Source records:
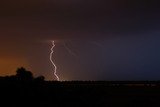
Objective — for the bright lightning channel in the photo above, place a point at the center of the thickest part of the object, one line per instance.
(54, 65)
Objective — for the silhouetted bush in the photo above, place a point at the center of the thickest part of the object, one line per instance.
(24, 75)
(40, 79)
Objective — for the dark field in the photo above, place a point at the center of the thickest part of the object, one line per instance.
(80, 93)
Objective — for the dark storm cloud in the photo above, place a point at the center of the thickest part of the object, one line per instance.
(80, 18)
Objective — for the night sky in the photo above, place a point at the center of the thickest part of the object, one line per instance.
(95, 39)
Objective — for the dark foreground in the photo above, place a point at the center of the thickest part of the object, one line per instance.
(79, 94)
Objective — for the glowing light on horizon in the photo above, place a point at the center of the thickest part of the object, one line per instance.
(54, 65)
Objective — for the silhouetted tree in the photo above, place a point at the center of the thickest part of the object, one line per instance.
(24, 75)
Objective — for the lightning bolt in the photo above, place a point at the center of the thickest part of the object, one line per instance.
(55, 67)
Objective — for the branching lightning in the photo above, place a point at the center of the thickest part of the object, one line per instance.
(55, 67)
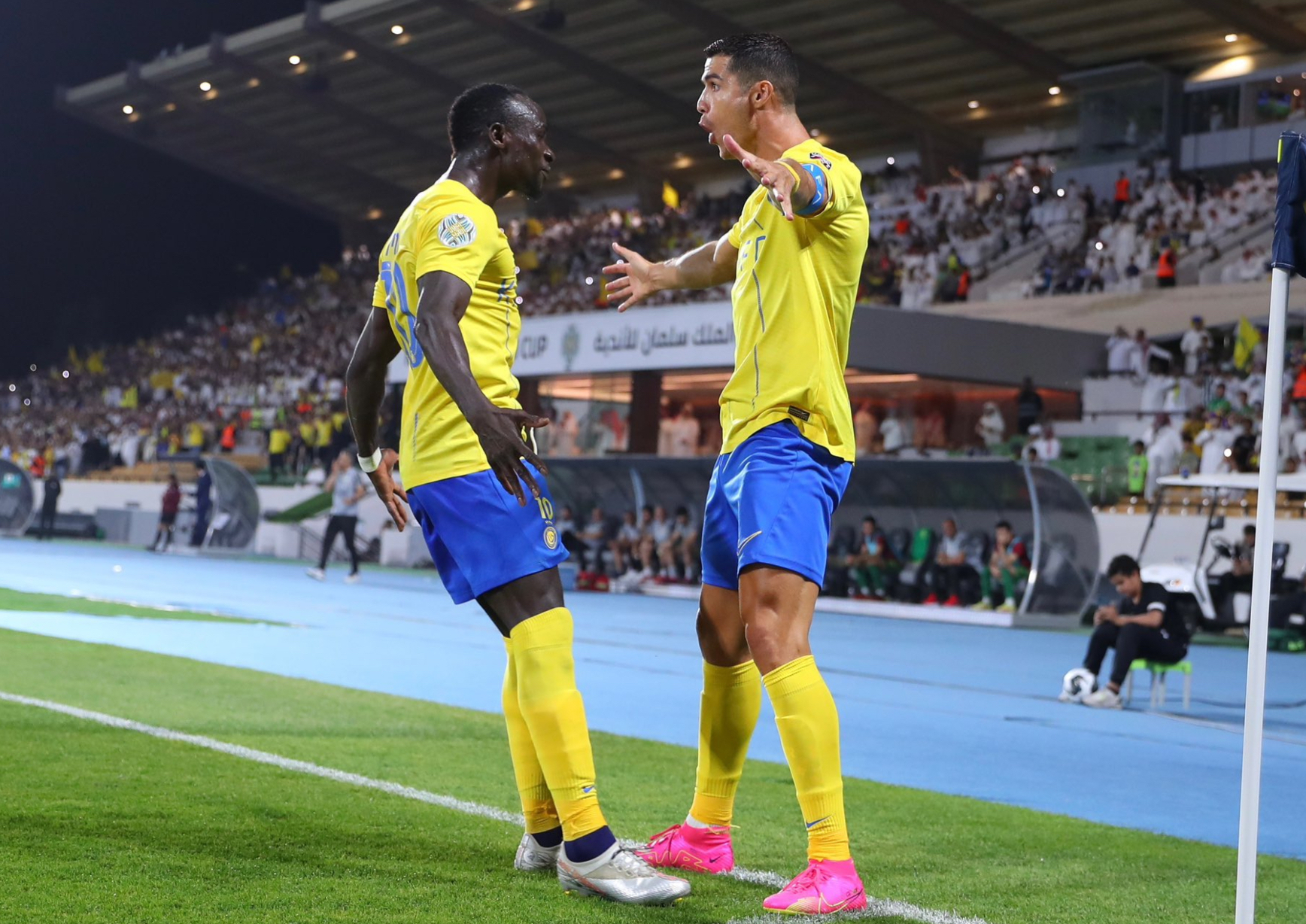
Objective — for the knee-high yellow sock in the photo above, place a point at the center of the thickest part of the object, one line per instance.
(554, 713)
(727, 713)
(809, 731)
(537, 804)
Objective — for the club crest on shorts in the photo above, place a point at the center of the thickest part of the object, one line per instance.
(456, 230)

● Problem details: Beginning with the line containing "Objective — for the glowing" and ending with the last line of the data above, repeat each line exactly. Include no pictures and no other lines.

● Solution:
Objective — for the glowing light on horizon in the photo above, place a point at the center of the thickest part of the object, one line per instance.
(54, 65)
Objective — for the silhouetted tree in the photo above, place a point at the center of the thickest part of the object, one line per instance.
(24, 75)
Objective — for the lightning bolt in the photo above, place a point at the center of the thickest part of the object, one line per instance.
(55, 67)
Objective — for the branching lightning in the photo above, place a point at the center of the thickest part of the object, one line per instance.
(55, 67)
Objective — for the knee-high yellow sock in the photo above, place a point at the center of the thickest part of the object, one line per instance.
(554, 713)
(727, 713)
(809, 731)
(537, 804)
Objective — for the club crest on shorts in the photo above, place a point at the center of the thickest part of the object, one line per instance.
(456, 230)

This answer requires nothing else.